● **EXERCISE DIRECTIONS**
Report how many lines in the data below contain the string "person", counting only case-exact matches. Give the number alone.

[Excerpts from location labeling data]
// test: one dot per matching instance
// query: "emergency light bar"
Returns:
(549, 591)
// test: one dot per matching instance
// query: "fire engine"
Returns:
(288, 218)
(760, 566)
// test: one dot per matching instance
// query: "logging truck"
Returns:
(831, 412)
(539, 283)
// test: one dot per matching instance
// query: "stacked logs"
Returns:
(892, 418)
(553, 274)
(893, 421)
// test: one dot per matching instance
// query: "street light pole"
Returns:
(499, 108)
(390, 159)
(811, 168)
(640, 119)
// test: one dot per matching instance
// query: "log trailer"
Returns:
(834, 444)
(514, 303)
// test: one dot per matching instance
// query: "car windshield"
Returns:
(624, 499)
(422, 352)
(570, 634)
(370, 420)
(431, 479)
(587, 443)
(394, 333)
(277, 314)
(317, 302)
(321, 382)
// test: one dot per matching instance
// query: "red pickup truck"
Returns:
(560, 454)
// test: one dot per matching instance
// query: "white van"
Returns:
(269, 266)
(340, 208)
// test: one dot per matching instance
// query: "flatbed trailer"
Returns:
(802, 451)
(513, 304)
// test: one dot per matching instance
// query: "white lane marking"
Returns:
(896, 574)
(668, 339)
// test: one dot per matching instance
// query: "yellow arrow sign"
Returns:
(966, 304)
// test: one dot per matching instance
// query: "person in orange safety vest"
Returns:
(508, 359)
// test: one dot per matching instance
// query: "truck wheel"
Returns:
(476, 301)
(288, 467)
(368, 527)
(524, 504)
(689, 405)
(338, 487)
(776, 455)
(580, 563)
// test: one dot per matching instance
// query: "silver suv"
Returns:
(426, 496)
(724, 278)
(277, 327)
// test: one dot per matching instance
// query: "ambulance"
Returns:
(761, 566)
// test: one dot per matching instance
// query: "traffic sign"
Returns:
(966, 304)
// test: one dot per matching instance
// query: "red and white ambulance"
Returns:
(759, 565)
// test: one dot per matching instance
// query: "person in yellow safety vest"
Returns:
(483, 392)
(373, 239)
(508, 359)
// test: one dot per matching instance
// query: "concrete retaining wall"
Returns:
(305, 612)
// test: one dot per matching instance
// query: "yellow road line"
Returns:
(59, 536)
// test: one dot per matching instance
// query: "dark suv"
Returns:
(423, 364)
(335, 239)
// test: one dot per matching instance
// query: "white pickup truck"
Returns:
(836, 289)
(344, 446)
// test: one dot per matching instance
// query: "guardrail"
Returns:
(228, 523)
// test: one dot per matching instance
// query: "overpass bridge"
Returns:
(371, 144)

● **TASK ANSWER**
2